**Instruction:**
Using the entries below, quote exactly the span of lines that begins with the line containing "of the concrete" and ends with the final line.

(Excerpt from a dataset)
* * * * *
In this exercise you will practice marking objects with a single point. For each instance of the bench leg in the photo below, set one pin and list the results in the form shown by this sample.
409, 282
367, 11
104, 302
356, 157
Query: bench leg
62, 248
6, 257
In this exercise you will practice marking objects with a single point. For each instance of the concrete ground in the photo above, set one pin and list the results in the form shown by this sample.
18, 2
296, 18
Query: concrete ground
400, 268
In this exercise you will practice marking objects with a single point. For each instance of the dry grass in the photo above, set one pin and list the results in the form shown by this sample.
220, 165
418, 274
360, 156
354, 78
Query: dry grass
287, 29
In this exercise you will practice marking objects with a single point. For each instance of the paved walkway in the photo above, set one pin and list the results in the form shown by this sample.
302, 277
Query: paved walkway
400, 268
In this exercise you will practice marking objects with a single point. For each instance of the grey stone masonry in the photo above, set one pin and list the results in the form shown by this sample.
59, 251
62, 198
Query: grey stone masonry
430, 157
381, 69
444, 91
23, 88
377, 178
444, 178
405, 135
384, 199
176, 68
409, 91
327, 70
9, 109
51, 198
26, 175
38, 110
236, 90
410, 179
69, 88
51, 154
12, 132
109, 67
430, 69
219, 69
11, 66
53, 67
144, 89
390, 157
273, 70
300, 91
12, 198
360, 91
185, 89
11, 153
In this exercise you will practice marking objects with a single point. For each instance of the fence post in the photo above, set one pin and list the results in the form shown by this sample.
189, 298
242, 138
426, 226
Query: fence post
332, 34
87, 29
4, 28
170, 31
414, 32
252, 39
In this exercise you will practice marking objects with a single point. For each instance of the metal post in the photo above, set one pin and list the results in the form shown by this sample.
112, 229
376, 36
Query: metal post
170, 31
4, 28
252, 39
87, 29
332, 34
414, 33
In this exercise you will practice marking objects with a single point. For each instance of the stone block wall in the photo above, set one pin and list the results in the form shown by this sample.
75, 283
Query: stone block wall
* * * * *
**Written reply:**
In this exercise you will practice marking objects with a single point. For each instance of the concrete ground in the photo above, set one pin and list the results in the form shown by this sample.
18, 2
296, 18
Query: concrete ground
400, 268
In this exercise you will practice marking objects with a single point. For each instance of the dry grass in the photo above, set one pin and list the results in the form shown by this sample.
220, 165
418, 274
360, 156
354, 78
Query: dry grass
287, 29
In this exercise you will practice marking objects with a single point. For each instance of the paved walkway in the photo above, set one pin and list the results in the form shown by this sample.
302, 277
Query: paved walkway
400, 268
In this exercise you will practice marking objects with a single point. For each instance of the grey stone masonry in the photo above, set one pin and list the results in the form shown by this sample.
59, 251
62, 198
Query: grey stone masonry
430, 157
381, 69
444, 91
23, 88
377, 178
444, 178
405, 135
384, 199
176, 68
409, 91
327, 70
9, 109
51, 198
26, 175
38, 110
236, 90
410, 179
69, 88
51, 154
12, 132
109, 67
430, 69
219, 69
11, 66
53, 67
144, 89
390, 157
273, 70
300, 91
12, 198
360, 91
185, 89
11, 153
In this exercise you will practice marking objects with a single point. For each instance of the fence post in the photo above, set one pin and list the results in the form shown by this sample.
189, 298
242, 138
426, 226
Query: fence post
332, 34
87, 29
4, 28
170, 31
414, 32
252, 39
In this exercise you will practice marking objects with a single point. For each instance of the metal post in the photo above, set one pin and list the results in the form shown by this sample.
112, 229
376, 36
Query: metal post
170, 31
4, 28
252, 39
87, 29
332, 34
414, 33
In this exercise you will practice marking objects with a single point. For each instance of the stone block wall in the photo above, set one pin and list the results in the form shown by this sample.
75, 283
Query: stone block wall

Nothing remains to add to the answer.